- [What is being asked] Count the lines in the entries below that contain the word "glove", and reply with only that number.

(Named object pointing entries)
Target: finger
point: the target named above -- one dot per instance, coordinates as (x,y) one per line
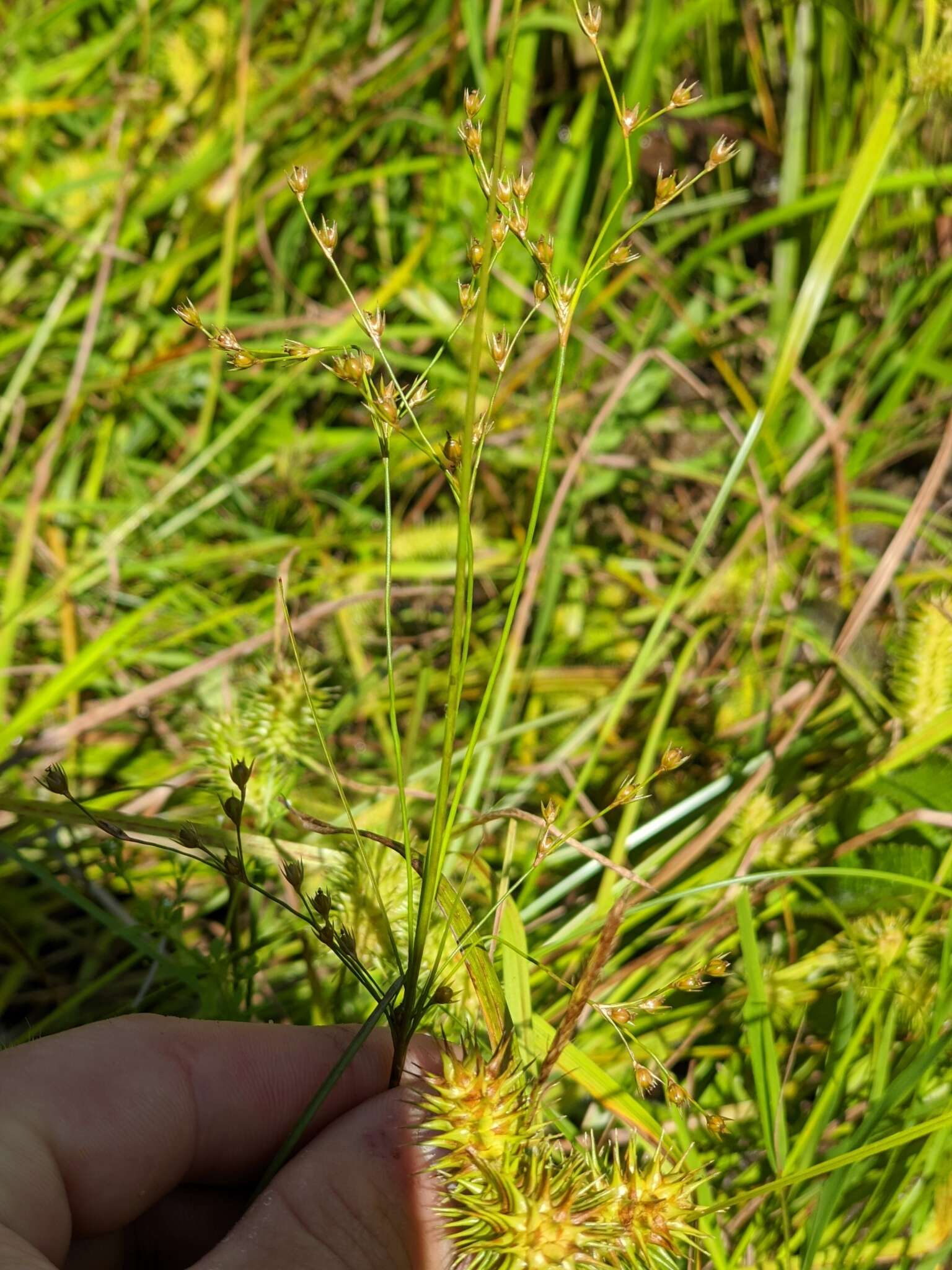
(177,1231)
(358,1198)
(102,1122)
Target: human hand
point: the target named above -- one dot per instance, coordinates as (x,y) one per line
(138,1142)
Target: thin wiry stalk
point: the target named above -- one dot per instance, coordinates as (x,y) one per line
(462,595)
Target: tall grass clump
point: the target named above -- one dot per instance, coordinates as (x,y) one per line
(586,505)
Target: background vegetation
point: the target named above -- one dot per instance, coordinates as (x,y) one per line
(150,497)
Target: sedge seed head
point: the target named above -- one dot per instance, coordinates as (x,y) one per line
(499,347)
(375,323)
(188,313)
(666,187)
(469,294)
(294,873)
(190,837)
(472,102)
(227,340)
(471,135)
(54,779)
(545,249)
(645,1078)
(721,151)
(628,117)
(684,94)
(295,349)
(522,184)
(519,223)
(298,180)
(591,20)
(690,982)
(452,453)
(240,360)
(328,235)
(322,904)
(673,757)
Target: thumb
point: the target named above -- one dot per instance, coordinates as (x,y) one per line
(357,1198)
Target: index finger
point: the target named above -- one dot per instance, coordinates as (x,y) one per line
(104,1121)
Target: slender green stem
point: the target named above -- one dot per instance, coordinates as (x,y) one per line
(391,680)
(462,593)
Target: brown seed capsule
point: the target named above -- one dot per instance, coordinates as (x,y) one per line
(298,180)
(472,102)
(519,224)
(628,117)
(672,757)
(54,779)
(347,941)
(350,367)
(469,294)
(226,339)
(499,347)
(188,313)
(721,151)
(684,94)
(545,249)
(690,982)
(622,254)
(666,187)
(188,837)
(471,135)
(591,20)
(328,235)
(375,324)
(627,793)
(295,349)
(718,967)
(645,1078)
(522,184)
(231,807)
(452,453)
(240,773)
(294,871)
(232,865)
(322,904)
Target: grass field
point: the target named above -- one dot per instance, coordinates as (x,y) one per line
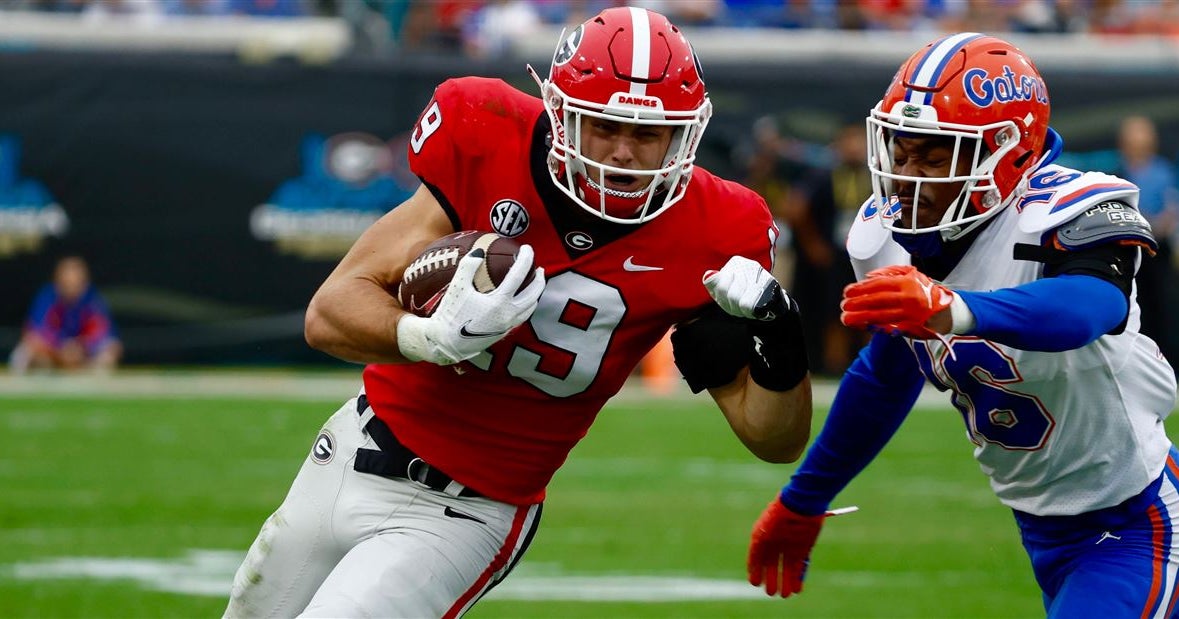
(113,505)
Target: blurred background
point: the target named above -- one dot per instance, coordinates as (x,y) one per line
(212,159)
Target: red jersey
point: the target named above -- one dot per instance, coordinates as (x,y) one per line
(505,421)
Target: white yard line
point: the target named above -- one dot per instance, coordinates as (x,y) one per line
(209,572)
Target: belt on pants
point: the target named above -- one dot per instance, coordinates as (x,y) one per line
(395,460)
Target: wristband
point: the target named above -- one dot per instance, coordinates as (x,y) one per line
(961,317)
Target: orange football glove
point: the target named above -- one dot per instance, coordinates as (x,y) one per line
(779,548)
(895,300)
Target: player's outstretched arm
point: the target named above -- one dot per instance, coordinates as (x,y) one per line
(752,359)
(354,314)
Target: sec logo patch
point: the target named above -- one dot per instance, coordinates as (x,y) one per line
(324,447)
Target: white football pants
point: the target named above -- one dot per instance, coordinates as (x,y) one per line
(348,544)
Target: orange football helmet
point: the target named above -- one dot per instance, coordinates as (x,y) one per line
(988,97)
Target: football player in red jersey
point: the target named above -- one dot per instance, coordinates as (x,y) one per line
(423,492)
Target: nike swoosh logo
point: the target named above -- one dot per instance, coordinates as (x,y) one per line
(628,265)
(466,333)
(452,513)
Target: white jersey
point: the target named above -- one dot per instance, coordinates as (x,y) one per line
(1058,433)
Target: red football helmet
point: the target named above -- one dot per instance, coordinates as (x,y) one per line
(627,65)
(986,94)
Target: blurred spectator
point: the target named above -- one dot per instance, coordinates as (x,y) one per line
(139,11)
(1138,143)
(491,30)
(196,7)
(269,8)
(821,213)
(765,173)
(68,326)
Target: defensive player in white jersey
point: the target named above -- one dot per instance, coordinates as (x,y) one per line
(1009,282)
(422,493)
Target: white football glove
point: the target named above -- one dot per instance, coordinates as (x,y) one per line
(744,289)
(467,321)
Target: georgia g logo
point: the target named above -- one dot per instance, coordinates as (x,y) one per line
(568,47)
(323,448)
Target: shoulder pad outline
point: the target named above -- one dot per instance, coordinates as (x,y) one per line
(1111,221)
(1058,195)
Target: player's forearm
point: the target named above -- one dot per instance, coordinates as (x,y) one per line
(1053,314)
(774,426)
(354,320)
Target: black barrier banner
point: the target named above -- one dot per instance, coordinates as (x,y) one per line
(212,197)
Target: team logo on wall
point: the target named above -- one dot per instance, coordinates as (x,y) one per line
(509,218)
(28,213)
(348,182)
(324,447)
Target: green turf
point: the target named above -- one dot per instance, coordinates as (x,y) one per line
(658,489)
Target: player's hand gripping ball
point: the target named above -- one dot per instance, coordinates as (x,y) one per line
(427,278)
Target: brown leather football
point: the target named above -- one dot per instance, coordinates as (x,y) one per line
(426,278)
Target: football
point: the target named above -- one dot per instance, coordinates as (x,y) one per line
(428,276)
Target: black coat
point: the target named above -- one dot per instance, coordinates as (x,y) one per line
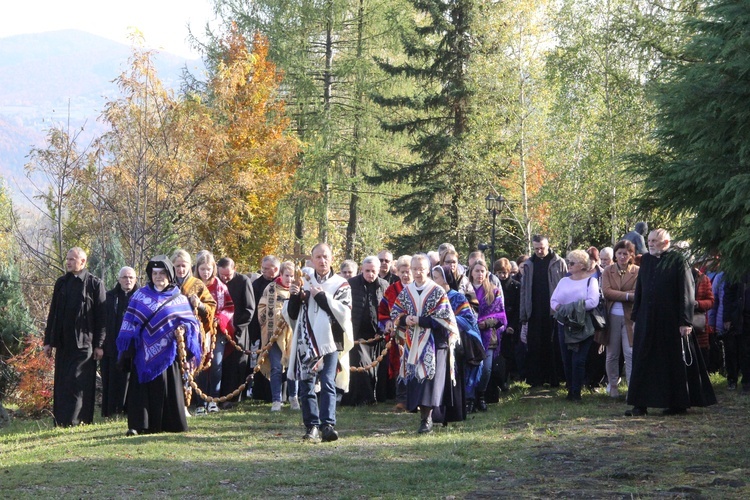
(359,300)
(90,317)
(241,290)
(116,304)
(663,303)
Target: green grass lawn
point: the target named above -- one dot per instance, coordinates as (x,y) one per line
(533,444)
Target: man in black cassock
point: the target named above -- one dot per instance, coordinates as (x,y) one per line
(75,329)
(114,380)
(668,369)
(540,274)
(367,291)
(241,290)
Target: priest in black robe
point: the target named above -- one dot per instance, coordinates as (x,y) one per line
(241,290)
(668,369)
(365,387)
(75,329)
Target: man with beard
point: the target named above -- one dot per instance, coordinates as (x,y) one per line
(539,277)
(367,291)
(114,380)
(385,259)
(76,330)
(668,369)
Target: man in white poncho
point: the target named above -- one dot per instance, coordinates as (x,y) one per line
(320,315)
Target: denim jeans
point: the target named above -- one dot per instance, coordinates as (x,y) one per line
(574,362)
(320,409)
(618,342)
(274,357)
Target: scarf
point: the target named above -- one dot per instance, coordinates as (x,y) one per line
(155,343)
(418,360)
(312,336)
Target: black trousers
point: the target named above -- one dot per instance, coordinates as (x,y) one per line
(75,387)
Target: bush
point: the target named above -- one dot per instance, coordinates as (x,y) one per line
(34,372)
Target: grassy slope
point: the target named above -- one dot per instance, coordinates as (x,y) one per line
(532,444)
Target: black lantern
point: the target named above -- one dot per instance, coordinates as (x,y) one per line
(494,205)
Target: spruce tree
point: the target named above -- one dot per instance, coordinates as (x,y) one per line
(700,173)
(435,115)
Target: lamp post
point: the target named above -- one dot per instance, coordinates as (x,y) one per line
(494,205)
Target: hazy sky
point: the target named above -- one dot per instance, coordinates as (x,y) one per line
(162,22)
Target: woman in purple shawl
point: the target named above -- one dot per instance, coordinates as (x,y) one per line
(492,323)
(147,347)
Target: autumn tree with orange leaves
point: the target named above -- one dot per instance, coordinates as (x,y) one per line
(243,138)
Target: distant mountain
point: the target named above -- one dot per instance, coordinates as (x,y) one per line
(48,76)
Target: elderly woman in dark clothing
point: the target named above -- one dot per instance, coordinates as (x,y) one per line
(157,315)
(365,387)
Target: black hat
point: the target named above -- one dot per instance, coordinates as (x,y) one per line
(160,262)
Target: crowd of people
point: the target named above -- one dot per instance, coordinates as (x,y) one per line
(441,337)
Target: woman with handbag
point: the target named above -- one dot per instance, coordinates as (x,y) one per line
(573,298)
(492,322)
(618,283)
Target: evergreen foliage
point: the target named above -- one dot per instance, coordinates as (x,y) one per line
(702,169)
(436,117)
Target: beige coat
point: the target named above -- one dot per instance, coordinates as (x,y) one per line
(615,288)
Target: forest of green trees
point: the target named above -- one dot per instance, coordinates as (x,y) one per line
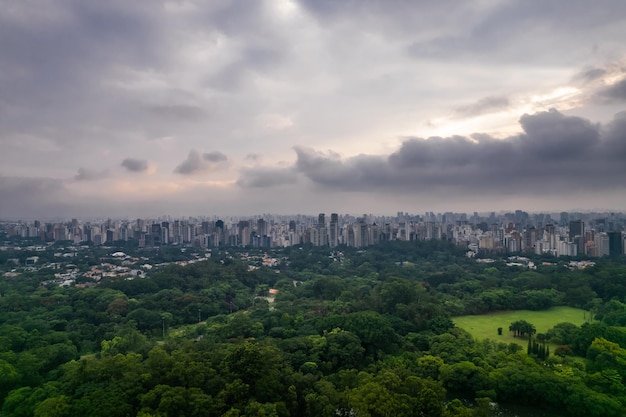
(365,334)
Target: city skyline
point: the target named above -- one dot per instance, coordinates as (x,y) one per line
(191,107)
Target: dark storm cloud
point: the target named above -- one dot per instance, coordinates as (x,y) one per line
(266,177)
(215,156)
(196,163)
(555,154)
(518,31)
(86,174)
(28,197)
(482,106)
(615,91)
(135,165)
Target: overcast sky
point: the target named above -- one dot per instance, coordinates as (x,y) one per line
(202,107)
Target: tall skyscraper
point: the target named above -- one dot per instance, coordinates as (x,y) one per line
(576,228)
(616,243)
(333,240)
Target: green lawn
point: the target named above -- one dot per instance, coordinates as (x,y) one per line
(485,326)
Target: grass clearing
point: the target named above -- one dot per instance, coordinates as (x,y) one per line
(485,326)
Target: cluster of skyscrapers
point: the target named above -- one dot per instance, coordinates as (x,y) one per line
(589,234)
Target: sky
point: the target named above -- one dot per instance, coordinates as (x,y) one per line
(202,107)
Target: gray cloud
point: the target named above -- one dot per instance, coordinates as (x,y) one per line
(266,177)
(482,106)
(191,165)
(215,157)
(135,165)
(177,112)
(555,154)
(616,91)
(86,174)
(196,163)
(30,197)
(590,74)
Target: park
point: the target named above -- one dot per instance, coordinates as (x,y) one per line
(485,326)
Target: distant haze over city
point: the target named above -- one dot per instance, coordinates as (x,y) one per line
(198,108)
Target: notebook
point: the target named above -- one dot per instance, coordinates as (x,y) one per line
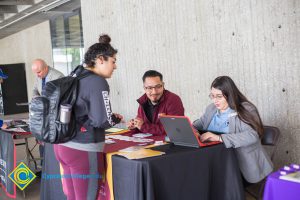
(181,132)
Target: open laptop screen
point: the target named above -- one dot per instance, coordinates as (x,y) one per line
(181,132)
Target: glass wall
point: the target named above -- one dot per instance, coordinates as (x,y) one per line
(67,41)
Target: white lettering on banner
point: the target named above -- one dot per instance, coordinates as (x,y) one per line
(107,106)
(3,163)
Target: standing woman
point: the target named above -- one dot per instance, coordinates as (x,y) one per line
(81,158)
(232,114)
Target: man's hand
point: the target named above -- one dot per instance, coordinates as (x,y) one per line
(117,118)
(130,124)
(138,122)
(4,126)
(209,137)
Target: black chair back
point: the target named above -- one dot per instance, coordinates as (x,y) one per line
(270,137)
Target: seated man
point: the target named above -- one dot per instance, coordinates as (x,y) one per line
(156,101)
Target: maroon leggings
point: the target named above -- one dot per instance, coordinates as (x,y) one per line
(82,172)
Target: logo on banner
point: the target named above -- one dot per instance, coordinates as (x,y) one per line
(22,176)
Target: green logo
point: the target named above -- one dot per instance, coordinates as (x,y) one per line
(22,176)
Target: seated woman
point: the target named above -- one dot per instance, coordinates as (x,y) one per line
(238,119)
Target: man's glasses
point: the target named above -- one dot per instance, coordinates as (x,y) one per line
(150,88)
(217,97)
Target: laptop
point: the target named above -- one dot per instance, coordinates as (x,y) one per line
(181,132)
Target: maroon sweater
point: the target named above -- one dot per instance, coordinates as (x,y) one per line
(169,104)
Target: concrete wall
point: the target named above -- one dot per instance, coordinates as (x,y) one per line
(192,42)
(25,46)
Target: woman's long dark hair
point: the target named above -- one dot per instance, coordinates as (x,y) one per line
(235,101)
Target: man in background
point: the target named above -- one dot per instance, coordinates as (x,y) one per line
(156,101)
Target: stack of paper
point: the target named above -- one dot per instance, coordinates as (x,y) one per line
(141,153)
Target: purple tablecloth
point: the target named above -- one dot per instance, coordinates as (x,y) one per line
(278,189)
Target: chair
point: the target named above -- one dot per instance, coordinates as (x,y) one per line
(269,140)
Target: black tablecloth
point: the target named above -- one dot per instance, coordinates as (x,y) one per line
(210,173)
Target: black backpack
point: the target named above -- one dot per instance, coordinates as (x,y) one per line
(44,111)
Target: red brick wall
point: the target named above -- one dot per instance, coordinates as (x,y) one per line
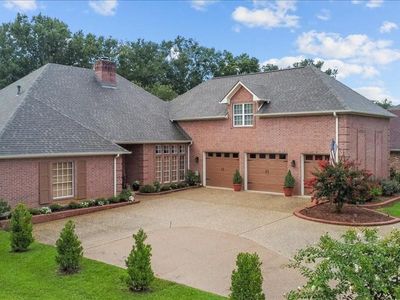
(292,135)
(19,179)
(366,140)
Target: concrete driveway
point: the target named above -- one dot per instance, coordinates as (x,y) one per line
(196,235)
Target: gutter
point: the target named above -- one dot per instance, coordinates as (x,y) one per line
(71,154)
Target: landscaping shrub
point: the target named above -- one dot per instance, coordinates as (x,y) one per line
(237,178)
(139,264)
(34,211)
(390,187)
(21,229)
(165,187)
(56,207)
(125,194)
(136,185)
(192,178)
(157,185)
(148,188)
(69,249)
(247,279)
(74,205)
(360,265)
(289,180)
(5,209)
(340,183)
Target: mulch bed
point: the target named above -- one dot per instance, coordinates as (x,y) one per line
(351,215)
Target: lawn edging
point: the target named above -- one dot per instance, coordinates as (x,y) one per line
(36,219)
(300,215)
(168,192)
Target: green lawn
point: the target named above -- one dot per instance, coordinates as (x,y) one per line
(393,210)
(33,275)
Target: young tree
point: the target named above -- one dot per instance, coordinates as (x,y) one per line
(21,229)
(139,264)
(69,249)
(247,279)
(359,266)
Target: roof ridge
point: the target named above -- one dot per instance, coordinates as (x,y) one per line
(258,73)
(24,98)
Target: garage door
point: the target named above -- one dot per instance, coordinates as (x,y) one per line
(266,171)
(310,166)
(220,168)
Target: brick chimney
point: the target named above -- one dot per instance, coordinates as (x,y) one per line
(105,73)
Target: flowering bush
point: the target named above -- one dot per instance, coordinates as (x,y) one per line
(359,266)
(341,183)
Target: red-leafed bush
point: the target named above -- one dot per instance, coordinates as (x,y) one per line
(341,183)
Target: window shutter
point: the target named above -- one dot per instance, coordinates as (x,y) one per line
(81,179)
(44,183)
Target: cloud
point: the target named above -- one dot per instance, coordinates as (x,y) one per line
(374,92)
(357,47)
(387,27)
(345,69)
(370,3)
(202,4)
(21,5)
(104,7)
(324,15)
(267,15)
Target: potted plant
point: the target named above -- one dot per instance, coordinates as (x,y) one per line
(288,184)
(237,181)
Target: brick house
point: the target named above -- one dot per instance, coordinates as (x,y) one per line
(74,133)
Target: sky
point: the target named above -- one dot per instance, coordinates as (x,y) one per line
(359,38)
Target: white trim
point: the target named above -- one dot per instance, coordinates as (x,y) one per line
(236,87)
(201,118)
(302,174)
(75,154)
(245,171)
(204,170)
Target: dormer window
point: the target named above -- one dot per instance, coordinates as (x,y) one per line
(243,115)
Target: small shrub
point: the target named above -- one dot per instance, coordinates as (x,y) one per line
(56,207)
(5,209)
(390,187)
(34,211)
(139,264)
(237,178)
(136,185)
(74,205)
(45,210)
(289,180)
(247,279)
(165,187)
(69,249)
(21,229)
(157,185)
(148,188)
(192,178)
(125,194)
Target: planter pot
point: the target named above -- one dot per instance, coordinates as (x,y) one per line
(288,191)
(237,187)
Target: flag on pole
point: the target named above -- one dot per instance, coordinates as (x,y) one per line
(332,154)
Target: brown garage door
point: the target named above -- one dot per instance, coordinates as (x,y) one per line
(266,171)
(220,168)
(310,166)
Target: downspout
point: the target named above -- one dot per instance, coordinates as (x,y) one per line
(115,175)
(336,135)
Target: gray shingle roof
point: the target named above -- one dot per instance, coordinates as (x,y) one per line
(63,109)
(297,90)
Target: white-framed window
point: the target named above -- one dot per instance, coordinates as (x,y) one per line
(159,168)
(243,115)
(63,180)
(158,149)
(182,149)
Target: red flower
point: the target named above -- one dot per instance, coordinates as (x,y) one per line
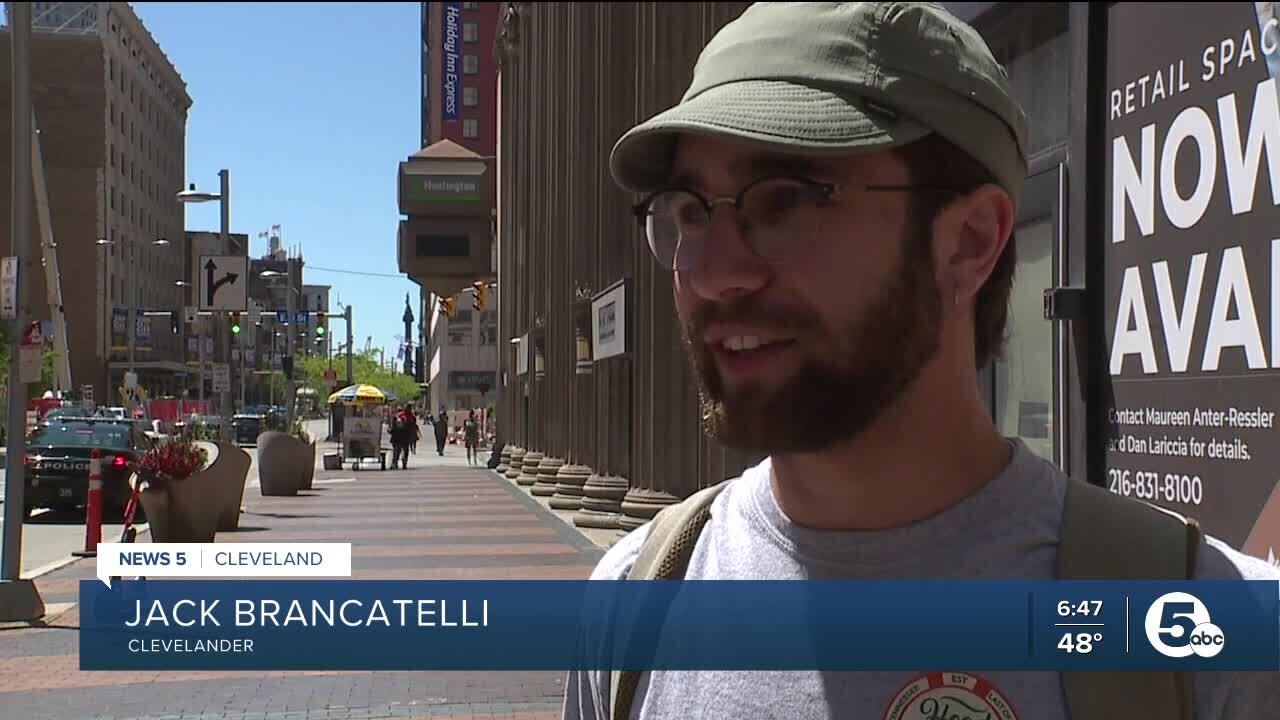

- [Answer below] 2